## Set of tasks
1. Answer these questions from the EQ forum thread, one line each:
(a) How long is the EQuilibrium demo?
(b) What does G.R. Baumann call the three pillars?
(c) Which plugin is named in the praise of Q?
2. Pick up the EQ forum thread where it stops and keep writing it.

--- begin Supplied text ---

Herenow @ Mon Jan 27 said:


> ... Bobby Owsinski....



Oh yes, amongst many others, this is a must have of course

http://tinyurl.com/l4r3urs

Adrian, forgot to say that the EQuilibrium offers a 30 days unlimited demo.

http://www.soundonsound.com/sos/aug13/articles/equilibrium.htm


----------



## KingIdiot (Jan 27, 2014)

adriancook @ Sun Jan 26 said:


> Great chart Patrick. Yes Q on the Fabfilter ProQ is a brilliant tool.
> 
> I rejigged it and took onboard everyones EQ advice.
> 
> ...



this time you're really messing with us, huh?


----------



## AC986 (Jan 27, 2014)

No King really. Your advice is great. I thought that was what this place offered. I know nothing about EQ apart from a basic grasp of cutting or adding. The trouble is, I don't know where to cut or add half the time. 

The music is just incidental in this case. Forget the music. It's the sound I have trouble with. And thanks again for your advice. 

Georg I like 30 day trials and good tip. I will download the trial today. 

EQ is a real minefield for a lot of musicians and something that is really necessary when dealing with samples IMO.


----------



## G.R. Baumann (Jan 27, 2014)

You're welcome Adrian.

The three pillars, EQ, Compression and Reverb, as I like to call them, are in deed a daunting terrtitory to enter for the first time. Once you get the basic grips, practise in a good listening environment will be fun, really, emphasis on good listening environment that is.

--- end Supplied text ---
--- begin Record excerpts ---

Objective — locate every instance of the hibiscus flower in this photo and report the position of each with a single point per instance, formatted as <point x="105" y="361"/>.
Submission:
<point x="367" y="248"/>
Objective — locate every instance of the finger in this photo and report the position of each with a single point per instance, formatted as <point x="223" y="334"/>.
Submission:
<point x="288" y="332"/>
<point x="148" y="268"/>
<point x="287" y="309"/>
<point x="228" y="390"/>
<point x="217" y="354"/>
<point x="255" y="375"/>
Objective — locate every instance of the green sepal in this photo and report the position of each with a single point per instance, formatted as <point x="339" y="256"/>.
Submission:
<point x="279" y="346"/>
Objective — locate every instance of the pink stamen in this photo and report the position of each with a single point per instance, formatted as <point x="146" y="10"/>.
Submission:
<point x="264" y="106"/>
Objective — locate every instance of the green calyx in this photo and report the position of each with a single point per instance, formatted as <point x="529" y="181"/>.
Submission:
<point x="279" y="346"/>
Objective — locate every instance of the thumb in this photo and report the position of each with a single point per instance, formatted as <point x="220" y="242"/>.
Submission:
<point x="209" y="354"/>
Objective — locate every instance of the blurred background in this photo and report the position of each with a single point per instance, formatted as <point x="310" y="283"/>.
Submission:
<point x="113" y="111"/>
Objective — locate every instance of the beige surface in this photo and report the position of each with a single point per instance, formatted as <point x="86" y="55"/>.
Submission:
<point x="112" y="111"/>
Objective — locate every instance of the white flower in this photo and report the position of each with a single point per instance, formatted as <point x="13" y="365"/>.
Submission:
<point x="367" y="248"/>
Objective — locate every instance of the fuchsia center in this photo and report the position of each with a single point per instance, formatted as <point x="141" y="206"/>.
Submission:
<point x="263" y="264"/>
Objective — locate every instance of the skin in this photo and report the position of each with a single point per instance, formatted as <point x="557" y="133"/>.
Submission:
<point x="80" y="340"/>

--- end Record excerpts ---

## Answers to the exercise
1.
(a) 30 days, unlimited.
(b) EQ, Compression and Reverb.
(c) The Fabfilter ProQ.

2.
http://ethanwiner.com/equalizers.html

http://www.soundonsound.com/sos/1995_articles/mar95/eq.html


----------



## G.R. Baumann (Jan 27, 2014)




----------



## AC986 (Jan 27, 2014)

Thanks Georg. Will check through these videos asap.


----------



## KingIdiot (Jan 27, 2014)

adriancook @ Mon Jan 27 said:


> No King really. Your advice is great. I thought that was what this place offered. I know nothing about EQ apart from a basic grasp of cutting or adding. The trouble is, I don't know where to cut or add half the time.
> 
> The music is just incidental in this case. Forget the music. It's the sound I have trouble with. And thanks again for your advice.
> 
> ...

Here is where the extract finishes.